# TEXT PROVIDED:

++++++++++++++++++++

Re: Let's talk about the elephant in the room - the Linux kernel's inability to gracefully handle low memory pressure
From: ndrw
Date: Sat Aug 10 2019 - 08:34:15 EST
On 09/08/2019 11:50, Michal Hocko wrote:
We try to protect low amount of cache. Have a look at get_scan_count
function. But the exact amount of the cache to be protected is really
hard to know wihtout a crystal ball or understanding of the workload.
The kernel doesn't have neither of the two.
Thank you. I'm familiarizing myself with the code. Is there anyone I
could discuss some details with? I don't want to create too much noise here.
For example, are file pages created by mmaping files and are anon page
exclusively allocated on heap (RW data)? If so, where do "streaming IO"
pages belong to?
We have been thinking about this problem for a long time and couldn't
come up with anything much better than we have now. PSI is the most recent
improvement in that area. If you have better ideas then patches are
always welcome.
In general, I found there are very few user accessible knobs for
adjusting caching, especially in the pre-OOM phase. On the other hand,
swapping, dirty page caching, have many options or can even be disabled
completely.
For example, I would like to try disabling/limiting eviction of some/all
file pages (for example exec pages) akin to disabling swapping, but
there is no such mechanism. Yes, there would likely be problems with
large RO mmapped files that would need to be addressed, but in many
applications users would be interested in having such options.
Adjusting how aggressive/conservative the system should be with the OOM
killer also falls into this category.

++++++++++++++++++++

# STATED EXERCISE 1:
In the mailing-list post on low-memory handling in the Linux kernel, which function is suggested for seeing how a low amount of cache is protected?
# STATED EXERCISE 2:
Quote every sentence in the mailing-list post on low-memory handling that ends with a question mark.
# STATED EXERCISE 3:
Carry on with the mailing-list post on low-memory handling in the Linux kernel, picking up after its last sentence.

# DATA SHOWN:
++++++++++++++++++++

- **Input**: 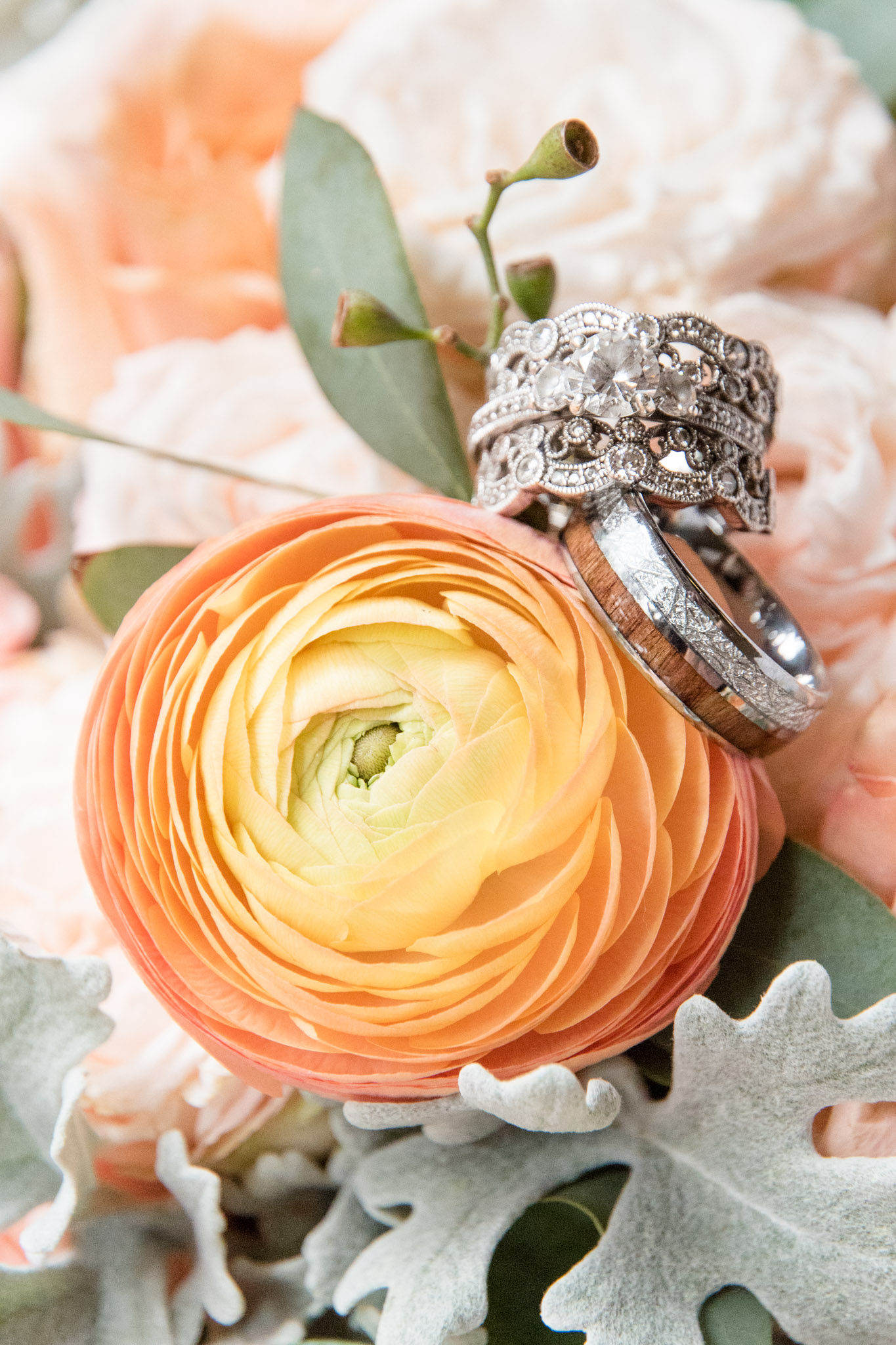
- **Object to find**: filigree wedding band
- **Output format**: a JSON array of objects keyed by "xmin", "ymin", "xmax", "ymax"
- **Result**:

++++++++++++++++++++

# WRITTEN ANSWER 1:
get_scan_count

# WRITTEN ANSWER 2:
- "Is there anyone I could discuss some details with?"
- "For example, are file pages created by mmaping files and are anon page exclusively allocated on heap (RW data)?"
- "If so, where do "streaming IO" pages belong to?"

# WRITTEN ANSWER 3:
[OOM killer accuracy]
That is a completely orthogonal problem, I am afraid. So far we have
been discussing _when_ to trigger OOM killer. This is _who_ to kill. I
haven't heard any recent examples that the victim selection would be way
off and killing something obviously incorrect.
You are right. I've assumed earlyoom is more accurate because of OOM
killer performing better on a system that isn't stalled yet (perhaps it
does). But actually, earlyoom doesn't trigger OOM killer at all:
https://github.com/rfjakob/earlyoom#why-not-trigger-the-kernel-oom-killer
Apparently some applications (chrome and electron-based tools) set their
oom_score_adj incorrectly - this matches my observations of OOM killer
behavior:
https://bugs.chromium.org/p/chromium/issues/detail?id=333617
Something that other people can play with to reproduce the issue would
be more than welcome.
This is the script I used. It reliably reproduces the issue:
https://github.com/ndrw6/import_postcodes/blob/master/import_postcodes.py
but it has quite a few dependencies, needs some input data and, in
general, does a lot more than just fill up the memory. I will try to
come up with something simpler.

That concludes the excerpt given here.